Look for the string "target" in the material below. Copy every line where you find it.

*Study material*.
···
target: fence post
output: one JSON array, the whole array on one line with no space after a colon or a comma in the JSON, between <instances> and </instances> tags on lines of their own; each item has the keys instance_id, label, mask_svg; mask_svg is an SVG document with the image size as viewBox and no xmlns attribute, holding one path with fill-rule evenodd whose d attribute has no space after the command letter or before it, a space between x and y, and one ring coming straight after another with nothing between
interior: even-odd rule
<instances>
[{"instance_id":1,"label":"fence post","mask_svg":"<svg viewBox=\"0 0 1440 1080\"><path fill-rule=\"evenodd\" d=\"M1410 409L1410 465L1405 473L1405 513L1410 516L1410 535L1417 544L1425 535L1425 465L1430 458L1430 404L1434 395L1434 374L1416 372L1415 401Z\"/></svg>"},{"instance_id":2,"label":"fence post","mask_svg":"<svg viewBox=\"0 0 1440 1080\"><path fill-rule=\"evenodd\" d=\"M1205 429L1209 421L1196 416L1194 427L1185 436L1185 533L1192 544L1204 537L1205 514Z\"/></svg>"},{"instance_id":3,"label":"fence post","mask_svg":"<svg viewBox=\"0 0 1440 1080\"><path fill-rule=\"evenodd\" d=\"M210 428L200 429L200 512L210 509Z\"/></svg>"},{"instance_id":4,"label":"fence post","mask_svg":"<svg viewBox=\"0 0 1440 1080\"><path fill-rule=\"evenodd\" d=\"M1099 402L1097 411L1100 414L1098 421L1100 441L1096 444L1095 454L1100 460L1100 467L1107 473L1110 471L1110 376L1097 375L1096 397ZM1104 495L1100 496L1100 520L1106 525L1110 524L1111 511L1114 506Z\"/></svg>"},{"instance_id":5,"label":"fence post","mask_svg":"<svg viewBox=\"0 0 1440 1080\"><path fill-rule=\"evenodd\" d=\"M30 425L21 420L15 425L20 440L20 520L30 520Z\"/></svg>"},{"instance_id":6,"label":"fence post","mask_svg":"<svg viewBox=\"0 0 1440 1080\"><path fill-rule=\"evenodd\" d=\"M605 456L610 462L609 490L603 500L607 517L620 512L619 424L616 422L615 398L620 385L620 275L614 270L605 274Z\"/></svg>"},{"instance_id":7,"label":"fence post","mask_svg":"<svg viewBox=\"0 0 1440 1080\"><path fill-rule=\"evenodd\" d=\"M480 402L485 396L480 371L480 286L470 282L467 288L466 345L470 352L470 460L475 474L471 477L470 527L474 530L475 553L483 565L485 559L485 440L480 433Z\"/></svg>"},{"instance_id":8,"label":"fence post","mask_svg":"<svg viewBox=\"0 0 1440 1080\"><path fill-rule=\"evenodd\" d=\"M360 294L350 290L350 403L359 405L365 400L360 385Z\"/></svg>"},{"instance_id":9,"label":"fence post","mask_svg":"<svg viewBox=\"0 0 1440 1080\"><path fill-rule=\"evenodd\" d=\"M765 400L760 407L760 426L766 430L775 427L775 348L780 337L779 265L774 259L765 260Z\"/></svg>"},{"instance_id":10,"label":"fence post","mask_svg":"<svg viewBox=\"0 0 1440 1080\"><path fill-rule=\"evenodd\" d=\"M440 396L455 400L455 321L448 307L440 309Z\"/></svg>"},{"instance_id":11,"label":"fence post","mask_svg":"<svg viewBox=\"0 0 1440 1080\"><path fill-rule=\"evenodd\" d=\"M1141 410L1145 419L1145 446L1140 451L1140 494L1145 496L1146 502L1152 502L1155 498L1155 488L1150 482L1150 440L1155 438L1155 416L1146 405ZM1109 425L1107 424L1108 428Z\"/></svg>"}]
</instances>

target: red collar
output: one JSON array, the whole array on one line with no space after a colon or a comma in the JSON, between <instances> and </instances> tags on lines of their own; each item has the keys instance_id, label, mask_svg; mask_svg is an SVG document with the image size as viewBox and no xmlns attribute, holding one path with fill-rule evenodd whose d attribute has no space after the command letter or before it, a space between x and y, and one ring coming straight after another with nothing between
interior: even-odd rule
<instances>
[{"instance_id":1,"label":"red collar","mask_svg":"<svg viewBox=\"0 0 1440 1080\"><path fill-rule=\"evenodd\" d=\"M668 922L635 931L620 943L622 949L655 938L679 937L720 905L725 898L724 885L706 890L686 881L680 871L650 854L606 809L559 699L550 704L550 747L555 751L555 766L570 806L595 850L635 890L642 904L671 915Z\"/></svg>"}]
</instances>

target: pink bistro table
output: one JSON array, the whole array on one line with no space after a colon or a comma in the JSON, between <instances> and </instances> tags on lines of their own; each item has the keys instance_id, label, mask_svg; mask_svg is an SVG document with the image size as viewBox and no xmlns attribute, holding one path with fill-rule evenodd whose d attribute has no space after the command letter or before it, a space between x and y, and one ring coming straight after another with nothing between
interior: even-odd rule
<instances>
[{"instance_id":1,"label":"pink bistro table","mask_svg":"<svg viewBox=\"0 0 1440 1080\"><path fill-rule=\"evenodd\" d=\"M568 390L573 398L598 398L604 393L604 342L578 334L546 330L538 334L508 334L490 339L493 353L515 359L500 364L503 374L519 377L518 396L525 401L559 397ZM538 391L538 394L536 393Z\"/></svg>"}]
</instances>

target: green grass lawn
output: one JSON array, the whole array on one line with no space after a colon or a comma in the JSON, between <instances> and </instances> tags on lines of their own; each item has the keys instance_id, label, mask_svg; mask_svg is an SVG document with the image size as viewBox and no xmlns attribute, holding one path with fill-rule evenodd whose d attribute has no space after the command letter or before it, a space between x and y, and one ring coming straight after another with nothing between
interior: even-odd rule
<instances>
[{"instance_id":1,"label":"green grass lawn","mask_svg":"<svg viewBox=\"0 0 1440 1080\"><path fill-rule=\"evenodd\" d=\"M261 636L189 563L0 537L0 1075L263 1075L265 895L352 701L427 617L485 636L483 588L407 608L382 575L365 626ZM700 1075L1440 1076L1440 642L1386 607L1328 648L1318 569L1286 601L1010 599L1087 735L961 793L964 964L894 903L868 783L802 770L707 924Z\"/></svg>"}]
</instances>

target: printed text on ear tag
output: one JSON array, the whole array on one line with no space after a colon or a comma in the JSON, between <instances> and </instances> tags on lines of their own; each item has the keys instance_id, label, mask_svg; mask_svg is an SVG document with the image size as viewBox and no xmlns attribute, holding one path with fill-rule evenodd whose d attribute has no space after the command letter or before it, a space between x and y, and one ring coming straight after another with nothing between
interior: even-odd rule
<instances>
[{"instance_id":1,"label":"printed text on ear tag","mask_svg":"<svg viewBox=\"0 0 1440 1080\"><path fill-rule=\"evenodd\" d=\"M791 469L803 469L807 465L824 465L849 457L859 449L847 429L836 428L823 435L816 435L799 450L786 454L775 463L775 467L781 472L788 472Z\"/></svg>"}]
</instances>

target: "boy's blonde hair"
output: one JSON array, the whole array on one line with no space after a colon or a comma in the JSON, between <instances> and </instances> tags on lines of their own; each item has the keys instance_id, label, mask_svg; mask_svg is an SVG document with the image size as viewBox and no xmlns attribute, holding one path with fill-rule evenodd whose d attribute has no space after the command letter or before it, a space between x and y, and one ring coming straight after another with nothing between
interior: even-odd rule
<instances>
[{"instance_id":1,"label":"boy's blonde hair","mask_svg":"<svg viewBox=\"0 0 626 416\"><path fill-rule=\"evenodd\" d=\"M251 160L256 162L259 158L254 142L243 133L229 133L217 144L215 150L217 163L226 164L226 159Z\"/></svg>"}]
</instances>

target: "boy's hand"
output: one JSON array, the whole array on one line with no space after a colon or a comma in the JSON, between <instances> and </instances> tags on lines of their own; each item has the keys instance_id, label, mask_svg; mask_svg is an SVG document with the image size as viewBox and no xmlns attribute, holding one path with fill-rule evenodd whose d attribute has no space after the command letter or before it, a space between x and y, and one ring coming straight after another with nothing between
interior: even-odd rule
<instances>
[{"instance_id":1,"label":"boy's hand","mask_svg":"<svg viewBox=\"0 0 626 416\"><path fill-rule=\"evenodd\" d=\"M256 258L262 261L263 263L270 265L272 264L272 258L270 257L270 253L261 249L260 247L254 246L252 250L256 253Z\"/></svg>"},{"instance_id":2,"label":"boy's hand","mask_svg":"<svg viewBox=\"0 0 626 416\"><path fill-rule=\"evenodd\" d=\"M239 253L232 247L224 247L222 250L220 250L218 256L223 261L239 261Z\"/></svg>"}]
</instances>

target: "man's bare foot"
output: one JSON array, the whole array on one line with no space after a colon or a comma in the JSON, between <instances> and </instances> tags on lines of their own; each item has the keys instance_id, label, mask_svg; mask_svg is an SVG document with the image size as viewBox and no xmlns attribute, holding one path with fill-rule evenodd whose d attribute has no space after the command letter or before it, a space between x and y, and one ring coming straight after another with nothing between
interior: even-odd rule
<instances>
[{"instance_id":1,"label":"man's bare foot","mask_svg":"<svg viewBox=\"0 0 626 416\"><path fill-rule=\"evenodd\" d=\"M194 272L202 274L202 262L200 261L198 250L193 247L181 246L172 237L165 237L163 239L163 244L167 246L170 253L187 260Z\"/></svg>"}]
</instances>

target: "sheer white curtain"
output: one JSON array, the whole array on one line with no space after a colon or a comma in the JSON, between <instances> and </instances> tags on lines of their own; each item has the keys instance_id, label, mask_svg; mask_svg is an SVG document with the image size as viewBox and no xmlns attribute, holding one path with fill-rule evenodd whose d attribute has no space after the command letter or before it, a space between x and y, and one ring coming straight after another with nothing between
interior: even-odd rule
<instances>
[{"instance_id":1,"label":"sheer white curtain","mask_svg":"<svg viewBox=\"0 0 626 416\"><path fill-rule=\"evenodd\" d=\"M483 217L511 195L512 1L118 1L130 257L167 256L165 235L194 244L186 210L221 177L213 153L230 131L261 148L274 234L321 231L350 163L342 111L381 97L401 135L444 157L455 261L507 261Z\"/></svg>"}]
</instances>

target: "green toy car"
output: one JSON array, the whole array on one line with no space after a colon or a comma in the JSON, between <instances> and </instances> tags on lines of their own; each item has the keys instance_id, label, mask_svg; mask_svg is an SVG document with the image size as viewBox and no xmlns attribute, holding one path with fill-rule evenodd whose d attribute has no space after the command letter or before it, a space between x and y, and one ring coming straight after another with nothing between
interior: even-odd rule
···
*Exercise response*.
target: fence post
target: red collar
target: pink bistro table
target: green grass lawn
target: printed text on ear tag
target: "boy's blonde hair"
target: "boy's hand"
target: "man's bare foot"
target: "sheer white curtain"
target: "green toy car"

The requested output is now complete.